Report all lines of the records that contain "orange".

Referring expression data:
BEGIN

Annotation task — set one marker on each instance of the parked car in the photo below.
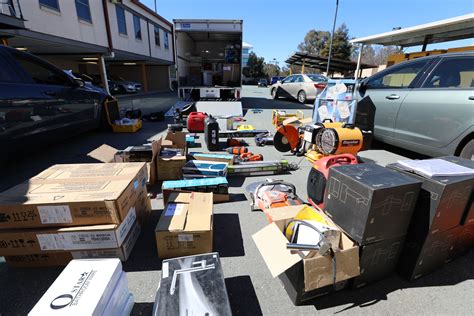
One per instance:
(121, 86)
(89, 81)
(39, 103)
(425, 105)
(274, 79)
(262, 83)
(302, 87)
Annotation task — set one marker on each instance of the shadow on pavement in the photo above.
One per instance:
(452, 273)
(228, 240)
(242, 297)
(141, 309)
(269, 104)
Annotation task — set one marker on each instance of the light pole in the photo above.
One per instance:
(332, 36)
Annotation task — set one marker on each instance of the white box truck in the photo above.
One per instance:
(209, 64)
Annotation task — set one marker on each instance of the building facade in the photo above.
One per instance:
(107, 37)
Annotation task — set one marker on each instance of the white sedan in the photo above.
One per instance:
(302, 87)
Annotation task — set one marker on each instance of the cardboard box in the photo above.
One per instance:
(83, 288)
(423, 254)
(75, 195)
(185, 227)
(370, 202)
(106, 153)
(63, 258)
(378, 260)
(309, 273)
(443, 201)
(34, 241)
(171, 168)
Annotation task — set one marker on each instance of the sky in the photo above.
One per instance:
(275, 28)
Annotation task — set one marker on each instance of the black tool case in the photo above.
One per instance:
(192, 285)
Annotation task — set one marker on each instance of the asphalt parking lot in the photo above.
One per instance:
(251, 288)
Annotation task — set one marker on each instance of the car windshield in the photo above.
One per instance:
(116, 78)
(317, 78)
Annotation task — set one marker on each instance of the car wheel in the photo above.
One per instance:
(302, 97)
(274, 93)
(468, 150)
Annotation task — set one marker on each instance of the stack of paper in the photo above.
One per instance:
(436, 168)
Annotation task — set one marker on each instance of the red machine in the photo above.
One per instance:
(196, 122)
(318, 176)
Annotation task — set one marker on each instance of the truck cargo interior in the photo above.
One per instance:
(209, 59)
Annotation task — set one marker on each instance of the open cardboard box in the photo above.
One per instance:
(185, 226)
(171, 168)
(106, 153)
(308, 276)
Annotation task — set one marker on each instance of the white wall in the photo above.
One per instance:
(129, 43)
(65, 23)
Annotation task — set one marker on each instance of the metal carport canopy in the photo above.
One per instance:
(320, 62)
(457, 28)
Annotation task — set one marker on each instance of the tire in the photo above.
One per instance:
(468, 150)
(301, 96)
(274, 93)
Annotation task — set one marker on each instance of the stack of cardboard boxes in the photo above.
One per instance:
(373, 205)
(74, 211)
(443, 222)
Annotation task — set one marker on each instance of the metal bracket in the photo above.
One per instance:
(201, 266)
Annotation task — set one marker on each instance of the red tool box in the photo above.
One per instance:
(196, 121)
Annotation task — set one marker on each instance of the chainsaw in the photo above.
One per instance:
(271, 194)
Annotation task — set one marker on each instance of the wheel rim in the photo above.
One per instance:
(301, 97)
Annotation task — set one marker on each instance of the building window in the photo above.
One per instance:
(83, 10)
(122, 23)
(137, 27)
(167, 45)
(50, 4)
(157, 36)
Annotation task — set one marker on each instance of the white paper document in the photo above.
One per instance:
(436, 167)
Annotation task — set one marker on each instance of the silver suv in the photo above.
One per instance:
(425, 105)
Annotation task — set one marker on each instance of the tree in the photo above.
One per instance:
(341, 48)
(375, 55)
(254, 67)
(314, 42)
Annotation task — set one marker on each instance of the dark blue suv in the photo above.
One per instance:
(39, 103)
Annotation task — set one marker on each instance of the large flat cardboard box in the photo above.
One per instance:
(84, 287)
(185, 227)
(443, 201)
(63, 258)
(107, 154)
(75, 195)
(45, 240)
(370, 202)
(309, 275)
(171, 168)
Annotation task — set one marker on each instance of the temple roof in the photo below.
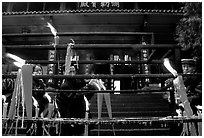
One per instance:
(106, 11)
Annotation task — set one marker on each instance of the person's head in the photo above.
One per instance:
(72, 70)
(188, 66)
(37, 70)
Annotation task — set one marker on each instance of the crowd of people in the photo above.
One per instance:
(74, 105)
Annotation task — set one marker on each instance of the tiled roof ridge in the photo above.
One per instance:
(139, 11)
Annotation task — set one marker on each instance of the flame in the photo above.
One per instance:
(35, 102)
(46, 95)
(169, 67)
(52, 29)
(4, 98)
(87, 103)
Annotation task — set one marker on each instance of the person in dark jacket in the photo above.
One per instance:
(73, 105)
(192, 83)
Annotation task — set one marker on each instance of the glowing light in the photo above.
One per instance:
(16, 58)
(4, 98)
(169, 67)
(87, 103)
(35, 102)
(48, 97)
(52, 29)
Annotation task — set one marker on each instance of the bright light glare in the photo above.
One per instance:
(169, 67)
(52, 29)
(16, 58)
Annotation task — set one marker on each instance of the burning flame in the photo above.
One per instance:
(87, 103)
(35, 102)
(19, 62)
(52, 29)
(4, 98)
(46, 95)
(169, 67)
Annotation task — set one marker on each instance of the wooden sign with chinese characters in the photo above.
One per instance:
(99, 5)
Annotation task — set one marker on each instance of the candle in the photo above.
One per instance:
(5, 106)
(56, 38)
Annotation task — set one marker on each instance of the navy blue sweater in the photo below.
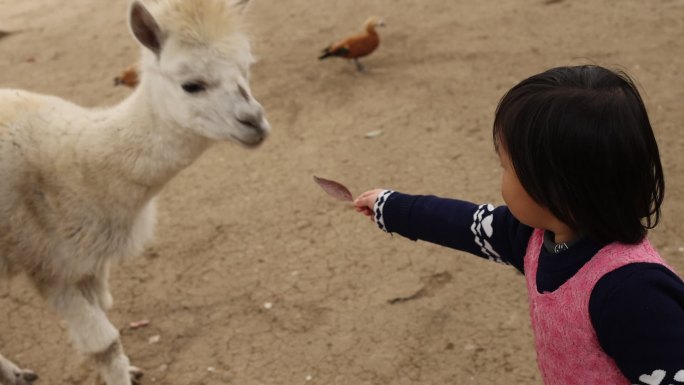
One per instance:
(637, 310)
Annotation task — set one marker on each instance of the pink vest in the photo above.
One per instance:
(568, 351)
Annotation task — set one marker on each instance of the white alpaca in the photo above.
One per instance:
(77, 186)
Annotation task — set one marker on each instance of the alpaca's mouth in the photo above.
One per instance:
(253, 141)
(253, 133)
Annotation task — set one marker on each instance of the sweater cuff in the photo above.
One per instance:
(392, 210)
(379, 207)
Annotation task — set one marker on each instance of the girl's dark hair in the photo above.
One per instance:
(581, 144)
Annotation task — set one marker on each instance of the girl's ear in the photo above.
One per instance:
(145, 28)
(240, 5)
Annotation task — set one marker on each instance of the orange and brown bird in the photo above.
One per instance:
(129, 77)
(357, 46)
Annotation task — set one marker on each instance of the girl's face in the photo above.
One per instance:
(523, 207)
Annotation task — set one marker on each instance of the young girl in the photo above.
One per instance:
(582, 182)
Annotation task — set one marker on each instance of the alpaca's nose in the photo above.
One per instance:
(256, 122)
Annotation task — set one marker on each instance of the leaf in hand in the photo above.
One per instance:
(334, 189)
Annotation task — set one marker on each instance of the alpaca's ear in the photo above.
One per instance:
(145, 28)
(240, 5)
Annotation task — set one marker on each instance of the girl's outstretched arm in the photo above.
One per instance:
(489, 232)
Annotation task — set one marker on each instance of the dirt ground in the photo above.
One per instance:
(256, 276)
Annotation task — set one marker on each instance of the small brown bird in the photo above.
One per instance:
(129, 77)
(357, 46)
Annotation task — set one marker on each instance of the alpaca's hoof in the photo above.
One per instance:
(24, 377)
(136, 375)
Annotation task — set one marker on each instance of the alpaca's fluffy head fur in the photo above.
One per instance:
(197, 63)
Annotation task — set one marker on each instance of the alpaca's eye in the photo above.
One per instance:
(194, 87)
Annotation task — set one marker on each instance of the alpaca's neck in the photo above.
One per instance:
(144, 146)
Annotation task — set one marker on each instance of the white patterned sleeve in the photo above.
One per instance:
(379, 206)
(483, 231)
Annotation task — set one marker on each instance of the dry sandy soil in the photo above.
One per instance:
(256, 276)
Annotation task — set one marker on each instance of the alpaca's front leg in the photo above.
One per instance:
(92, 333)
(10, 374)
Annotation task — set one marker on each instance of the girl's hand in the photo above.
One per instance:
(364, 203)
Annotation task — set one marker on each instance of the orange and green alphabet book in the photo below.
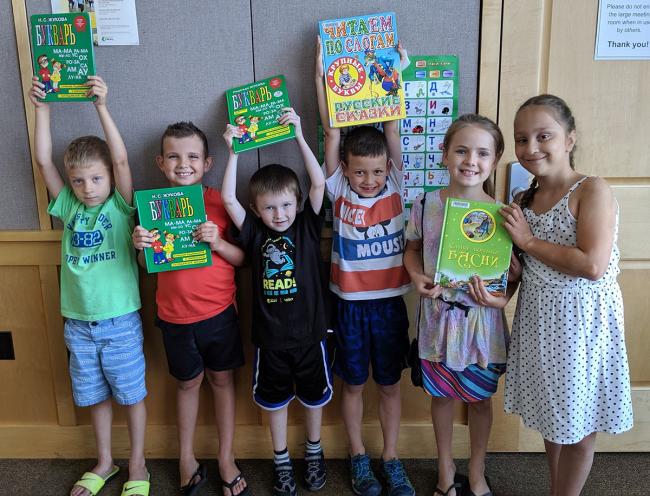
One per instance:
(171, 215)
(363, 80)
(62, 53)
(254, 108)
(473, 242)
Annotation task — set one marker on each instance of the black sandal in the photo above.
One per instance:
(229, 485)
(192, 486)
(455, 485)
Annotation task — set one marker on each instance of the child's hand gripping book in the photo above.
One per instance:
(254, 108)
(171, 215)
(62, 53)
(473, 242)
(362, 69)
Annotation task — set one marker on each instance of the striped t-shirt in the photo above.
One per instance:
(368, 240)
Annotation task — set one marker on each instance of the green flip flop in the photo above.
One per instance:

END

EXERCISE RESPONSE
Annotation task — set one marker on each instance of the orange and brown bird in the photo above.
Annotation task — set one marker on each instance of the orange and green alphabet book in the photo below.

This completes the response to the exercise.